═════ Estratto del documento ═════

Giulio Regeni: ennesimo schiaffo dell’Egitto. Come può reagire l’Italia?

di Valerio Manzo

Le critiche della Procura generale egiziana ai magistrati di Roma.
In un comunicato della Procura generale i magistrati del Cairo hanno replicato alle accuse mosse dalla Procura di Roma contro i quattro membri dei servizi segreti egiziani che, in base agli elementi emersi nel corso delle indagini chiuse il 10 dicembre scorso, sono ritenuti i responsabili dell’omicidio del ricercatore friulano rapito, torturato e ucciso nel 2016 in Egitto.
Secondo il parere di Hamada al-Sawi, il procuratore generale che ha posto la propria sigla sul comunicato, la Procura di Roma ha condotto le indagini “in maniera scorretta”, poiché “tutto ciò che l’autorità italiana ha evocato è basato su false conclusioni illogiche ed è contrario a tutti i fondamenti giuridici internazionali e ai principi del diritto che necessitano la presenza di prove certe nei confronti dei sospettati”. L’errata procedura seguita nel corso delle indagini avrebbe portato la Procura di Roma ad una “percezione difettosa degli eventi e una perturbazione della comprensione della natura del lavoro degli ufficiali di polizia, delle loro procedure e della natura dell’inchiesta compiuta sul comportamento della vittima”.

La tesi del complotto.

═════ Voci fornite ═════

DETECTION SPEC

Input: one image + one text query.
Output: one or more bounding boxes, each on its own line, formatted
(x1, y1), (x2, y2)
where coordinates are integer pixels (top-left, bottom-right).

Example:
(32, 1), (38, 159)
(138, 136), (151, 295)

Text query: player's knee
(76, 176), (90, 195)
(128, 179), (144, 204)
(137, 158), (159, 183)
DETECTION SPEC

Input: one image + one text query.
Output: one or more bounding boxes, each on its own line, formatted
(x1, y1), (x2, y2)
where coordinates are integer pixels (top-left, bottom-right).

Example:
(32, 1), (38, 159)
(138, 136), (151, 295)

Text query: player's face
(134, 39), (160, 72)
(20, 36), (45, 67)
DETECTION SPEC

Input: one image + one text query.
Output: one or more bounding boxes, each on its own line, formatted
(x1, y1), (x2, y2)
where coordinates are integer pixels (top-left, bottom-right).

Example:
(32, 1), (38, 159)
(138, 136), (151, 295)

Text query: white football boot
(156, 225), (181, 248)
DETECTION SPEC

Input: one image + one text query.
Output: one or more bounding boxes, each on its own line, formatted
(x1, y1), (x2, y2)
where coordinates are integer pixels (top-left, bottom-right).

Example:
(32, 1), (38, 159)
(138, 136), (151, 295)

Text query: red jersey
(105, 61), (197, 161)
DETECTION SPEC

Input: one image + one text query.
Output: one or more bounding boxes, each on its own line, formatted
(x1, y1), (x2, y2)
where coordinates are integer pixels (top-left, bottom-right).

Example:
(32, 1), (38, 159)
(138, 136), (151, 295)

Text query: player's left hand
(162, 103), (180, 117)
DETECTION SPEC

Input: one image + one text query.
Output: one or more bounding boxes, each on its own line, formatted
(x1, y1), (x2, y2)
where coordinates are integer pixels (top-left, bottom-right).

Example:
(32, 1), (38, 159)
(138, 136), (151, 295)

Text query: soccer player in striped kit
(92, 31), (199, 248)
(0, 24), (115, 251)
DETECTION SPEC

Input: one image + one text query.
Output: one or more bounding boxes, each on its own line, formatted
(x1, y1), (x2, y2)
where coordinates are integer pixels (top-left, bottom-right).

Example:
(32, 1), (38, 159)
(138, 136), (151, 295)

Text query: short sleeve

═════

» **Lavoro da svolgere**
A - Riporta parola per parola il passo dell'articolo sul caso Regeni da "Giulio Regeni: ennesimo" a "2016 in Egitto.".
B - Riproduci fedelmente le righe dei record dall'inizio fino alla riga che contiene "(156, 225), (181, 248)", inclusa, e nient'altro.
L'articolo e i record provengono da fonti diverse.

» **Soluzioni degli esercizi**
A -
Giulio Regeni: ennesimo schiaffo dell’Egitto. Come può reagire l’Italia?

di Valerio Manzo

Le critiche della Procura generale egiziana ai magistrati di Roma.
In un comunicato della Procura generale i magistrati del Cairo hanno replicato alle accuse mosse dalla Procura di Roma contro i quattro membri dei servizi segreti egiziani che, in base agli elementi emersi nel corso delle indagini chiuse il 10 dicembre scorso, sono ritenuti i responsabili dell’omicidio del ricercatore friulano rapito, torturato e ucciso nel 2016 in Egitto.

B -
DETECTION SPEC

Input: one image + one text query.
Output: one or more bounding boxes, each on its own line, formatted
(x1, y1), (x2, y2)
where coordinates are integer pixels (top-left, bottom-right).

Example:
(32, 1), (38, 159)
(138, 136), (151, 295)

Text query: player's knee
(76, 176), (90, 195)
(128, 179), (144, 204)
(137, 158), (159, 183)
DETECTION SPEC

Input: one image + one text query.
Output: one or more bounding boxes, each on its own line, formatted
(x1, y1), (x2, y2)
where coordinates are integer pixels (top-left, bottom-right).

Example:
(32, 1), (38, 159)
(138, 136), (151, 295)

Text query: player's face
(134, 39), (160, 72)
(20, 36), (45, 67)
DETECTION SPEC

Input: one image + one text query.
Output: one or more bounding boxes, each on its own line, formatted
(x1, y1), (x2, y2)
where coordinates are integer pixels (top-left, bottom-right).

Example:
(32, 1), (38, 159)
(138, 136), (151, 295)

Text query: white football boot
(156, 225), (181, 248)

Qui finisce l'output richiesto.